Dataset entries

⟨

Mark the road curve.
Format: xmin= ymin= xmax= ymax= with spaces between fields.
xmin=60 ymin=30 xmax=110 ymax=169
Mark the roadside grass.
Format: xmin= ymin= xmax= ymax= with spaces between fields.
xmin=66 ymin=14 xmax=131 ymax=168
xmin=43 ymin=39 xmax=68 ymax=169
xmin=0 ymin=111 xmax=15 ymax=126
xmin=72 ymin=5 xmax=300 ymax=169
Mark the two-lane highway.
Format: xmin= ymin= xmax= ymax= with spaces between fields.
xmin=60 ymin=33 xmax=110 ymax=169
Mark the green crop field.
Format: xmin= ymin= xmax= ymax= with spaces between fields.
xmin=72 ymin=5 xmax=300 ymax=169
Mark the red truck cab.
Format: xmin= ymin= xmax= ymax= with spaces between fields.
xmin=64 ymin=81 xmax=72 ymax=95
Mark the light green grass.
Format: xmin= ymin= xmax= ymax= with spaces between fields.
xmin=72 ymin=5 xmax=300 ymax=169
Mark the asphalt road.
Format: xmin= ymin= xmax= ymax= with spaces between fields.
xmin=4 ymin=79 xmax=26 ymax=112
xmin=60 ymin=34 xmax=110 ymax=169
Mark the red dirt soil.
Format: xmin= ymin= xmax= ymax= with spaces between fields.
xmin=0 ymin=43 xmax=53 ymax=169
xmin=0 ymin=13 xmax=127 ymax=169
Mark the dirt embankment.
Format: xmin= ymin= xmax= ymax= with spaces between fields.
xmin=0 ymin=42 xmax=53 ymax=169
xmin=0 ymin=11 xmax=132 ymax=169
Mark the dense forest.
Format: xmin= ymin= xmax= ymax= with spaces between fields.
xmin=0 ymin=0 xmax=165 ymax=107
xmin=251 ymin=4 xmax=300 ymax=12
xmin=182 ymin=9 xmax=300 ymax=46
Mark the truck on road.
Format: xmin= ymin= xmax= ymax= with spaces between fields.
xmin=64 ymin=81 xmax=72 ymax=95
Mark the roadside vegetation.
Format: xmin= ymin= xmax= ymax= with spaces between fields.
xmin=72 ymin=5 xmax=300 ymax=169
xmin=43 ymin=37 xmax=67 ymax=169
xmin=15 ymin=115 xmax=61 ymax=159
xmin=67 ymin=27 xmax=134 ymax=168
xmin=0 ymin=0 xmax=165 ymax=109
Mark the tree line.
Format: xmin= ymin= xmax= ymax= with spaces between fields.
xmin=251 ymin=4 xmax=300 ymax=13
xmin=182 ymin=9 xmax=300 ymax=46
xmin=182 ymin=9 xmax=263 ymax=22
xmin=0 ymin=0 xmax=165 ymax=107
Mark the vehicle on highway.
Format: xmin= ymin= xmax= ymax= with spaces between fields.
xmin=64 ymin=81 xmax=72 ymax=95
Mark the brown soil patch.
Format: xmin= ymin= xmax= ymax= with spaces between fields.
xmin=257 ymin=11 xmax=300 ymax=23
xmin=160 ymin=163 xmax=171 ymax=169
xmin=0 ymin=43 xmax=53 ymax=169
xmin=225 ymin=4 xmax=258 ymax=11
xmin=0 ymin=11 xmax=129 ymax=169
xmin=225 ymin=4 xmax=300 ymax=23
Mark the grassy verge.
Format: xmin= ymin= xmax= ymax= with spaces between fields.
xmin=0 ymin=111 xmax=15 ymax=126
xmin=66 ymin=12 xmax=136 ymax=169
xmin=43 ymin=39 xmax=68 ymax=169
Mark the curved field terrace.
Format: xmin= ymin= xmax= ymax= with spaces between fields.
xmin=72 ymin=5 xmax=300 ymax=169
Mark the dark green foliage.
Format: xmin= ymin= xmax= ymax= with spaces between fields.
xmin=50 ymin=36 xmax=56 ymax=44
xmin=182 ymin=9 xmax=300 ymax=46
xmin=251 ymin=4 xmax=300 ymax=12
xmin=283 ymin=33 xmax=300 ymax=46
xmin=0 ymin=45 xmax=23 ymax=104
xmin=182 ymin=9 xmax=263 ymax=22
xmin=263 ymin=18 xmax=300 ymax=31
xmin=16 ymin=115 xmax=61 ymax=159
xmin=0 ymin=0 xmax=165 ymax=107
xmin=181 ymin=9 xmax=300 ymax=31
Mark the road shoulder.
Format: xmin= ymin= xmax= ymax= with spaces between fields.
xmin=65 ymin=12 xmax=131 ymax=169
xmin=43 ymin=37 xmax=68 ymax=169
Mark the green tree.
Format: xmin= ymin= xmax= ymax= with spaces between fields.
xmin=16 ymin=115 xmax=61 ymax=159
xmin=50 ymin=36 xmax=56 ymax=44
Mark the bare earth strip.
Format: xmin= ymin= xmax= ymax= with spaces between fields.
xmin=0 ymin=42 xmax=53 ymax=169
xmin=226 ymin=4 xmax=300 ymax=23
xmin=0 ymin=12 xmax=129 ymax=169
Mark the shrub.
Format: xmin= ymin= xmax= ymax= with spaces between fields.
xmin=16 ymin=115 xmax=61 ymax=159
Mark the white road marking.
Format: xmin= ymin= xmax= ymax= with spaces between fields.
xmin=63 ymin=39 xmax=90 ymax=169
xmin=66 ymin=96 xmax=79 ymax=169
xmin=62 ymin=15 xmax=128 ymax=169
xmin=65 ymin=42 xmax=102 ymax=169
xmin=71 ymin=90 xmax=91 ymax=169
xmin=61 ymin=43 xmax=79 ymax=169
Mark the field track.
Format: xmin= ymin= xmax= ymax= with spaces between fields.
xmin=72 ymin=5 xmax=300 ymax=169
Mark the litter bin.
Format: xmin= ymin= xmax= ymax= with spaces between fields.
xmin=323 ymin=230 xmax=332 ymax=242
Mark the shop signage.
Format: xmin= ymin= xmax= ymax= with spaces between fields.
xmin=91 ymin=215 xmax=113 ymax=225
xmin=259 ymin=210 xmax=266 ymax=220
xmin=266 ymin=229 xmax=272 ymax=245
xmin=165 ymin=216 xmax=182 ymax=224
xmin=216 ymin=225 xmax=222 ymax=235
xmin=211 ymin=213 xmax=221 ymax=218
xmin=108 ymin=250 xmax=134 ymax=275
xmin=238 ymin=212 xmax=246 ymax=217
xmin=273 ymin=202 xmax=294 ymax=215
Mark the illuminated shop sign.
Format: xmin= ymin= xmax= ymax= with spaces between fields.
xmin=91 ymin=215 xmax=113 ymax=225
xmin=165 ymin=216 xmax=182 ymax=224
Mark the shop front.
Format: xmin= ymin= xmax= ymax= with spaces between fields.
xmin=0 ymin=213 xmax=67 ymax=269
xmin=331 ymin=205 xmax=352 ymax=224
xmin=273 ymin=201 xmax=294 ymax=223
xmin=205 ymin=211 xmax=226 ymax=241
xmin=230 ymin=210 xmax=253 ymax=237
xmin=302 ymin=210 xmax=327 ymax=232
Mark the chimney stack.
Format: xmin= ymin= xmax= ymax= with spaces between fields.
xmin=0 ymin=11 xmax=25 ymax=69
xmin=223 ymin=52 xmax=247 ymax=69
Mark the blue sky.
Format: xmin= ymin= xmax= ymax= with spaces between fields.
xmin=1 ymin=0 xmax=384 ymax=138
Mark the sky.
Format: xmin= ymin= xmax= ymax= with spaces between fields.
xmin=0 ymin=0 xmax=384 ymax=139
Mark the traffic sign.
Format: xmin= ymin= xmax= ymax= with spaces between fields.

⟩

* [Task to carry out] Look through the data above and return exactly the lines from the one that contains "Mark the roadside vegetation." to the one that contains "Mark the bare earth strip.", inclusive, with nothing else.

* [Result for this exercise]
Mark the roadside vegetation.
Format: xmin= ymin= xmax= ymax= with spaces between fields.
xmin=72 ymin=5 xmax=300 ymax=169
xmin=43 ymin=37 xmax=67 ymax=169
xmin=15 ymin=115 xmax=61 ymax=159
xmin=67 ymin=27 xmax=134 ymax=168
xmin=0 ymin=0 xmax=165 ymax=109
Mark the tree line.
Format: xmin= ymin= xmax= ymax= with spaces between fields.
xmin=251 ymin=4 xmax=300 ymax=13
xmin=182 ymin=9 xmax=300 ymax=46
xmin=182 ymin=9 xmax=263 ymax=22
xmin=0 ymin=0 xmax=165 ymax=107
Mark the vehicle on highway.
Format: xmin= ymin= xmax= ymax= with spaces between fields.
xmin=64 ymin=81 xmax=72 ymax=95
Mark the brown soil patch.
Format: xmin= ymin= xmax= ymax= with spaces between fields.
xmin=257 ymin=11 xmax=300 ymax=23
xmin=160 ymin=163 xmax=171 ymax=169
xmin=0 ymin=43 xmax=53 ymax=169
xmin=225 ymin=4 xmax=258 ymax=11
xmin=0 ymin=11 xmax=129 ymax=169
xmin=225 ymin=4 xmax=300 ymax=23
Mark the grassy verge.
Format: xmin= ymin= xmax= ymax= with spaces between fields.
xmin=0 ymin=111 xmax=15 ymax=126
xmin=66 ymin=12 xmax=136 ymax=169
xmin=43 ymin=39 xmax=68 ymax=169
Mark the curved field terrace.
Format: xmin= ymin= xmax= ymax= with spaces between fields.
xmin=72 ymin=5 xmax=300 ymax=169
Mark the dark green foliage.
Format: xmin= ymin= xmax= ymax= with spaces between fields.
xmin=50 ymin=36 xmax=56 ymax=44
xmin=182 ymin=9 xmax=300 ymax=46
xmin=251 ymin=4 xmax=300 ymax=12
xmin=283 ymin=33 xmax=300 ymax=46
xmin=0 ymin=45 xmax=23 ymax=104
xmin=182 ymin=9 xmax=263 ymax=22
xmin=263 ymin=18 xmax=300 ymax=31
xmin=16 ymin=115 xmax=61 ymax=159
xmin=0 ymin=0 xmax=165 ymax=107
xmin=181 ymin=9 xmax=300 ymax=31
Mark the road shoulder.
Format: xmin= ymin= xmax= ymax= with spaces between fields.
xmin=65 ymin=12 xmax=131 ymax=169
xmin=43 ymin=37 xmax=68 ymax=169
Mark the green tree.
Format: xmin= ymin= xmax= ymax= with spaces between fields.
xmin=16 ymin=115 xmax=61 ymax=159
xmin=50 ymin=36 xmax=56 ymax=44
Mark the bare earth strip.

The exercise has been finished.